■ Source text

Cortical architecture: Six studies examined intricacies such as 3D morphology, thickness, surface area, and folding indices (gyrification, sulcal depth, and fractal dimension) [16, 18, 24, 28, 37, 48]. Luo et al. [28] (2019) reached 96.77% accuracy using hierarchical sparse representation-based classification (HSRC). Ge et al. [24] (2021) found that among five cortical features, cortical thickness yielded the highest accuracy (80.0%), followed by the gyrification index (72.0%) and sulcal depth (70.0%). Similarly, Metoki et al. [48] (2024) reported 76.0% accuracy for cortical thickness.
Modified indices: Studies employing modified indices (asymmetry, z-scores, or networks) generally reported lower performance [4, 9, 31]. For example, Dumitru [4] (2023) utilized brain asymmetry indices [subtraction index (SI), distance index (DI), and laterality index (LI)], yielding accuracies between 62.0% and 64.0%. However, Ebel et al. [9] (2023) achieved 95.78% using z-score normalization of GM voxels with logistic regression (LR).
The influence of global scaling: We observed a clear performance discrepancy linked to TIV management. Studies utilizing uncorrected GM volume, such as Sanchis-Segura et al. [34] (2022), reached 90.0% accuracy. However, the same study demonstrated that these differences attenuate significantly when TIV is controlled for, suggesting that uncorrected models may simply be identifying “head size”.
Feature sensitivity: Specialized DL approaches, such as the MCN-ELM [25], achieved the review’s highest accuracy (98.06%) by learning complex non-linear patterns. In contrast, models using brain asymmetry indices reported significantly lower accuracies (62.0–64.0%) [4], highlighting that predictive power is highly dependent on the “proxy potential” of the selected features.
Seven studies explored combining multiple morphological features, consistently revealing higher accuracies than individual features alone [18, 23, 24, 39, 40, 42, 47]. For instance, Brennan et al. [18] (2021) observed an increase in accuracy to 86.33% (from a baseline of 69.0–76.0%) when combining cortical area, thickness, volume, and intensity metrics.
Identifying discriminative brain regions further illuminates the landscape of sexual dimorphism. Matte Bon et al. [29] (2024) found that limbic volume (82.3%) was more predictive than whole-brain volume (79.7%). Conversely, Ebel et al. [9] (2023) reported that the whole brain exhibited the highest predictive power (AUC = 0.98), followed by the cerebellum (0.95) and thalamus (0.88). Luo et al. [28] (2019) noted that frontal regions were the most discriminative (87.87%), whereas the temporal gyrus was the least (62.89%).

■ The data

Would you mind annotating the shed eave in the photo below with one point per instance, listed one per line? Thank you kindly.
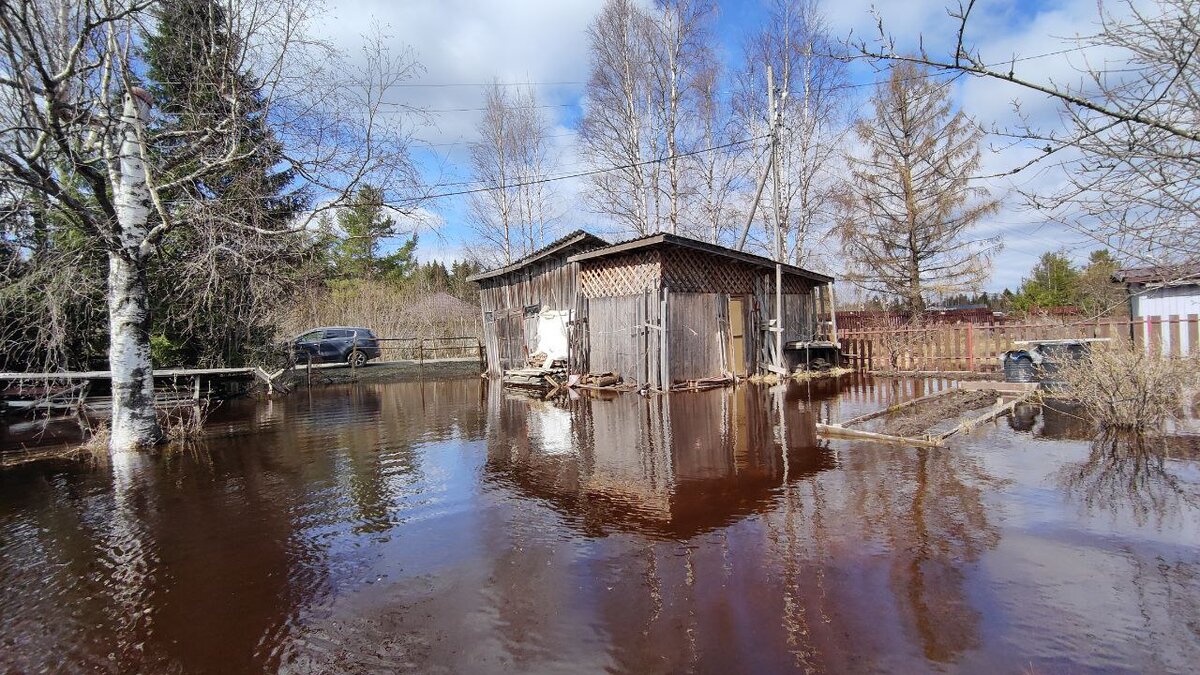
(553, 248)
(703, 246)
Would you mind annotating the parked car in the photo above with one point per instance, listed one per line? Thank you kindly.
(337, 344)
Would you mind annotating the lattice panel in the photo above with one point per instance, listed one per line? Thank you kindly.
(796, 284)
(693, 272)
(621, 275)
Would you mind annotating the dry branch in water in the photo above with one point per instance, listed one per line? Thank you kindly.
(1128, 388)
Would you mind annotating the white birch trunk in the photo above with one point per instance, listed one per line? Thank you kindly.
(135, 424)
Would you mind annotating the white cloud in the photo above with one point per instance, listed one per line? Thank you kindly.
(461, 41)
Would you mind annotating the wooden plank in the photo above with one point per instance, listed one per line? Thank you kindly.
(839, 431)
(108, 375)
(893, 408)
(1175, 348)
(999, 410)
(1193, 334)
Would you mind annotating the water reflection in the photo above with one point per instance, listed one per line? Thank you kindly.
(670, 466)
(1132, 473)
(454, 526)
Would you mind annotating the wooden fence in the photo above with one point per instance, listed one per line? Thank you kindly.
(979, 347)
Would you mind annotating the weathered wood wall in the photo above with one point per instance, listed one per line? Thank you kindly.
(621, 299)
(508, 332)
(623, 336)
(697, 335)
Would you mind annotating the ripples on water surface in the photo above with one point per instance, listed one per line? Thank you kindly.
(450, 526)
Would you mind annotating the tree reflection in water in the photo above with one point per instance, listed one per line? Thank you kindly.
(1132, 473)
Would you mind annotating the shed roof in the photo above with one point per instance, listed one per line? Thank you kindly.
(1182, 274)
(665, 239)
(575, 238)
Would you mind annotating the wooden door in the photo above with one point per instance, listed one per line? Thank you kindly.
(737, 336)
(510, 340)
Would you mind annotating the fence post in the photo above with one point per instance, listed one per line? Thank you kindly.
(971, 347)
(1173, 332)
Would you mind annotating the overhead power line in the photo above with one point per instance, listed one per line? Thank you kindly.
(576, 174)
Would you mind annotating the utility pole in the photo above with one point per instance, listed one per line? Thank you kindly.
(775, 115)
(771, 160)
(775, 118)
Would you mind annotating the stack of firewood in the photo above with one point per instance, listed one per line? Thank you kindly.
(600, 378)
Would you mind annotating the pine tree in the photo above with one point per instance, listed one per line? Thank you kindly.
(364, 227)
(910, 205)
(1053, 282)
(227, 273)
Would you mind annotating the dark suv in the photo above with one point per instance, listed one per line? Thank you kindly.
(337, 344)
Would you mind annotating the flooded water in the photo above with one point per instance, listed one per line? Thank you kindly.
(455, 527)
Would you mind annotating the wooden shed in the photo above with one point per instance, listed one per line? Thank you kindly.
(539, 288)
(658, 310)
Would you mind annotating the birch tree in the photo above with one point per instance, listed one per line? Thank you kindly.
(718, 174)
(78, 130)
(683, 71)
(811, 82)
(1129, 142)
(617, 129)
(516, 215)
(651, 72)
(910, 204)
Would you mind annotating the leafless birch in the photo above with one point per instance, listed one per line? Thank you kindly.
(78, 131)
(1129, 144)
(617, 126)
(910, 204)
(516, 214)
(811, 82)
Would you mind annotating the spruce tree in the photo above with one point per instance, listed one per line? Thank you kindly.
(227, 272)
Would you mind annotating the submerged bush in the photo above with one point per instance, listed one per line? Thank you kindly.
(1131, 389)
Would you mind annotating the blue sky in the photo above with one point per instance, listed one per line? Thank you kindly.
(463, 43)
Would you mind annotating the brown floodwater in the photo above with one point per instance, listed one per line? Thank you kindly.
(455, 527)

■ Exercise goal
Reproduce the part of the review text on brain morphology and sex classification that begins with "Cortical architecture: Six" and runs through "for cortical thickness.".

■ Task output
Cortical architecture: Six studies examined intricacies such as 3D morphology, thickness, surface area, and folding indices (gyrification, sulcal depth, and fractal dimension) [16, 18, 24, 28, 37, 48]. Luo et al. [28] (2019) reached 96.77% accuracy using hierarchical sparse representation-based classification (HSRC). Ge et al. [24] (2021) found that among five cortical features, cortical thickness yielded the highest accuracy (80.0%), followed by the gyrification index (72.0%) and sulcal depth (70.0%). Similarly, Metoki et al. [48] (2024) reported 76.0% accuracy for cortical thickness.